* [ABOUT THIS TASK]: Using the records provided below, locate and copy each line that contains the word "streak".

* [DATA EXTRACTS]:
[Start of section]

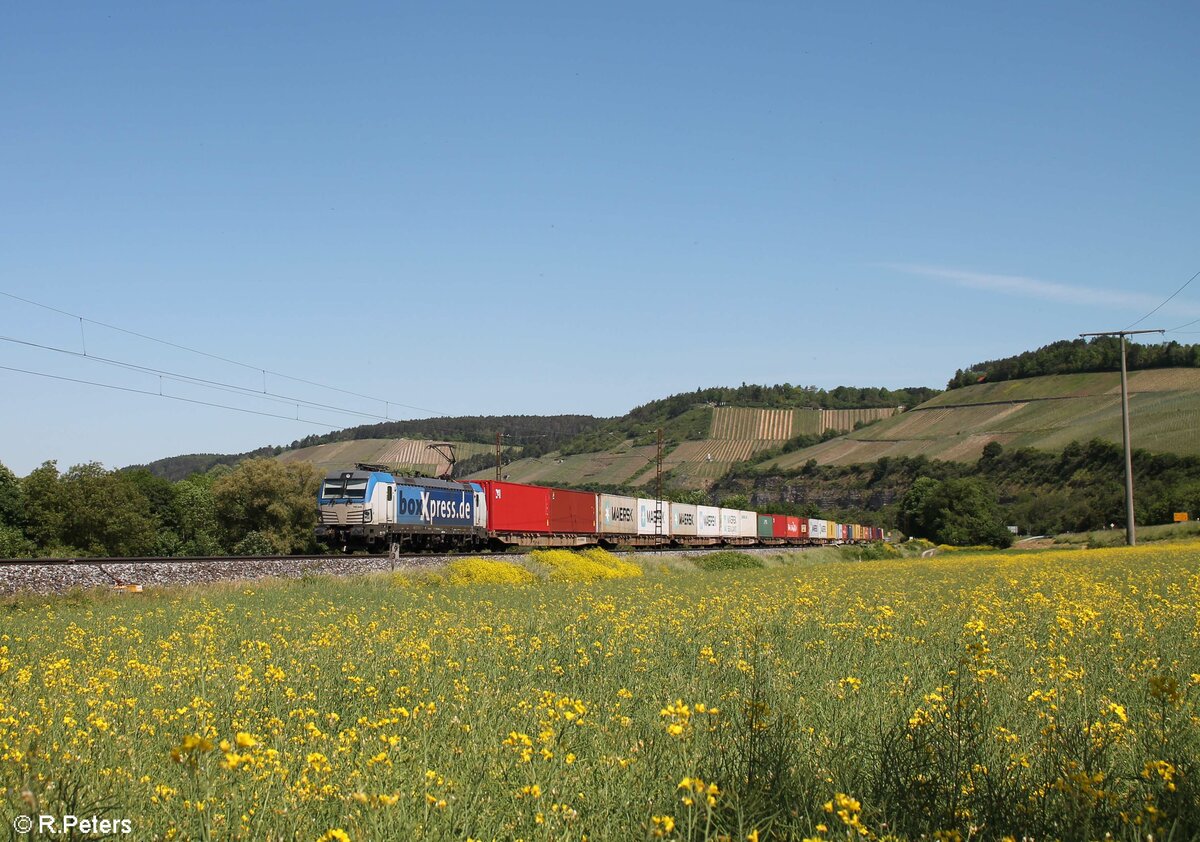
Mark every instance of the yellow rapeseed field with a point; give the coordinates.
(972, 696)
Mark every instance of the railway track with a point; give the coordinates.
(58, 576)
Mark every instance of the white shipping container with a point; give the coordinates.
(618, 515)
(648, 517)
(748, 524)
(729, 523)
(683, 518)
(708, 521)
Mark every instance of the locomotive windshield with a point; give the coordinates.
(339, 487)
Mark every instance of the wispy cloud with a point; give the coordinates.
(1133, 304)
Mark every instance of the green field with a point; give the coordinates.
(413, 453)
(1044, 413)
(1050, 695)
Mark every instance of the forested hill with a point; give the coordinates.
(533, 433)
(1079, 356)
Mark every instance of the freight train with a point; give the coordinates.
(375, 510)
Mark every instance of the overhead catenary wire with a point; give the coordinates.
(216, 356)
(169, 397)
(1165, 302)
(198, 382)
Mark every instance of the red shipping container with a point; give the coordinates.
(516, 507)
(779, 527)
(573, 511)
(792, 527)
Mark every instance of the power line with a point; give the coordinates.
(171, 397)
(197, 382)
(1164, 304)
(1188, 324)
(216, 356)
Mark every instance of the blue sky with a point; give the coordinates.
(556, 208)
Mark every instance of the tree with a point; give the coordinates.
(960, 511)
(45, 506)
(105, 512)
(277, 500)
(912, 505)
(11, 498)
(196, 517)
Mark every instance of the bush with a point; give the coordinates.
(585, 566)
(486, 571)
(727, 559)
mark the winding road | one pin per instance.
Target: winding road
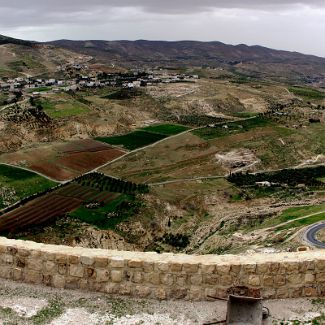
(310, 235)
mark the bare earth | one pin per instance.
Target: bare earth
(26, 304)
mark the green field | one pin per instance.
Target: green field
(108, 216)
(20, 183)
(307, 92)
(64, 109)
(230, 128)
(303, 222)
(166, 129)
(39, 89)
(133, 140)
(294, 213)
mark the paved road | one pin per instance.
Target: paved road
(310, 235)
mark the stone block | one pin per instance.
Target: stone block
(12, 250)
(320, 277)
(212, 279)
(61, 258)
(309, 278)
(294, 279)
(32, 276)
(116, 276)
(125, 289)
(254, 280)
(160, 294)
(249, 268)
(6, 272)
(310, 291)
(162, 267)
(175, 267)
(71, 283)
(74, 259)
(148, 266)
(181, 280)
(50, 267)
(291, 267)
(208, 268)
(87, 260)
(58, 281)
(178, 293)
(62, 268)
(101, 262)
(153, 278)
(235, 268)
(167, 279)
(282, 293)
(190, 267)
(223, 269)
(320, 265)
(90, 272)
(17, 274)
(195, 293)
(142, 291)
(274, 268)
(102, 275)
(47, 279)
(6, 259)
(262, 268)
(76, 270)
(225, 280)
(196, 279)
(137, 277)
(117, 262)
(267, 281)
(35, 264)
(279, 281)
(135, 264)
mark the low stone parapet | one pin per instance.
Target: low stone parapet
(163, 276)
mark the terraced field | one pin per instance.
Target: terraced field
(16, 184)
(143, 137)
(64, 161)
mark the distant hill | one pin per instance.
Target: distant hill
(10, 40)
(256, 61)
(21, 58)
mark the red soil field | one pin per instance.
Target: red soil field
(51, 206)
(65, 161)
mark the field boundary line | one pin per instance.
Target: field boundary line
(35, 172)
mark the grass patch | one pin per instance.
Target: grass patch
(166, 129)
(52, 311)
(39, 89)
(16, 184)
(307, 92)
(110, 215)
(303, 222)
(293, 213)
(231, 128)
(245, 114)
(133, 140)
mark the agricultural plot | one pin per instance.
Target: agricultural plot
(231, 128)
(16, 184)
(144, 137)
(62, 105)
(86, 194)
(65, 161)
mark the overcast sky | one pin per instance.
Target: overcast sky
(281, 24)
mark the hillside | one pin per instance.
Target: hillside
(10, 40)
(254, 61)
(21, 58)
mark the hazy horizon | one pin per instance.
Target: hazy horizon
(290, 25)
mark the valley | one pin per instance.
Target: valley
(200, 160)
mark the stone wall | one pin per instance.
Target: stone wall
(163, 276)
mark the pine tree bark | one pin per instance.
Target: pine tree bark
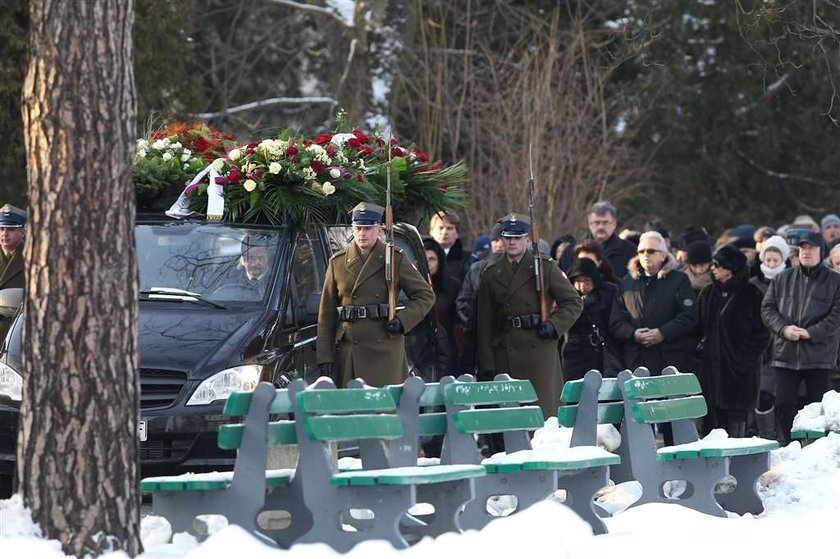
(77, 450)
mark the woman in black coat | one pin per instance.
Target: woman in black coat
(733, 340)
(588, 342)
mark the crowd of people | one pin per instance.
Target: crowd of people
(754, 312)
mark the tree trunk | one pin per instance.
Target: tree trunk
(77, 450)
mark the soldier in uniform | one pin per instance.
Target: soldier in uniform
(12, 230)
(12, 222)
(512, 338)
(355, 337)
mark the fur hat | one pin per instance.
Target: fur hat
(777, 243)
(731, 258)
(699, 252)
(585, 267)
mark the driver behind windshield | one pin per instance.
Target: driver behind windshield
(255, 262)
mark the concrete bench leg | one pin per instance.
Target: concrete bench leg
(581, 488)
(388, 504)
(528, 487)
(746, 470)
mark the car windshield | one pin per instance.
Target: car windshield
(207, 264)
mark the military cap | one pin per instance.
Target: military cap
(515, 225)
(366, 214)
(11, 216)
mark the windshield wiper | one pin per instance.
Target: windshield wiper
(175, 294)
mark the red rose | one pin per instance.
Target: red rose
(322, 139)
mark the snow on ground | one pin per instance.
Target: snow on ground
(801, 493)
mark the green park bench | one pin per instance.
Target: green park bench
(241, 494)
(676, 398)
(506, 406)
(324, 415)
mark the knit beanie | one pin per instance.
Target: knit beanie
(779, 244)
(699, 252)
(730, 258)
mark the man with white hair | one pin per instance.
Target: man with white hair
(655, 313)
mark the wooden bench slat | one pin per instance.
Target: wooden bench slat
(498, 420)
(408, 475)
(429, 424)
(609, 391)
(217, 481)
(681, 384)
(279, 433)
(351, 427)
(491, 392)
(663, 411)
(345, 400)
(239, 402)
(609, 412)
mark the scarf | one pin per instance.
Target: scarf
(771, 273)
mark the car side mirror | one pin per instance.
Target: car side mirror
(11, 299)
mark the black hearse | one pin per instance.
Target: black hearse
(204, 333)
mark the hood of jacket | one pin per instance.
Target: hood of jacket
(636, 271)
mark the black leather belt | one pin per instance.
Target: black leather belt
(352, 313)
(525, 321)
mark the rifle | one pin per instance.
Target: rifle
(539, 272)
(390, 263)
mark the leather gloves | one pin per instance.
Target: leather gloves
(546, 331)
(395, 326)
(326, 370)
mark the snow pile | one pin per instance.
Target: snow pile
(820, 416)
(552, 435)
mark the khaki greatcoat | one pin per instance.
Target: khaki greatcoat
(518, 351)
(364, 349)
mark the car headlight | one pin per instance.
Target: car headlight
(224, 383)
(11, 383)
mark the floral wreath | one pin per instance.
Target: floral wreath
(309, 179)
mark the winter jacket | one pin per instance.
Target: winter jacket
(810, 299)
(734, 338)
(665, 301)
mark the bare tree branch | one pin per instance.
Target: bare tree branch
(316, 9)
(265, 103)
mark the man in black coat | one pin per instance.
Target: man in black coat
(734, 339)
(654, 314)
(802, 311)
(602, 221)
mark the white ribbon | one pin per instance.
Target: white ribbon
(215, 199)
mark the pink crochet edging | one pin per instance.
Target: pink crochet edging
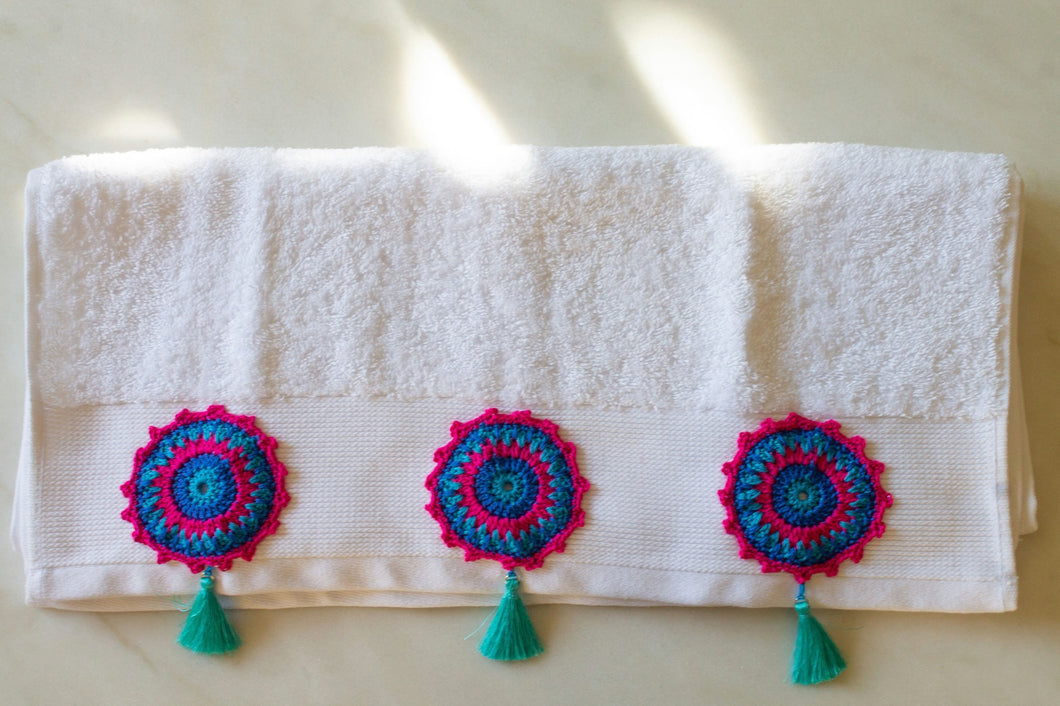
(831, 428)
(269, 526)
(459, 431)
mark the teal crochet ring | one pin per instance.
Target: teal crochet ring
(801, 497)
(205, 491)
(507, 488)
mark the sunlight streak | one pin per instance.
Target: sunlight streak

[End of section]

* [SOLUTION FOR THIS TASK]:
mark the sunlight streak | one pin per instance.
Target: sunlight streak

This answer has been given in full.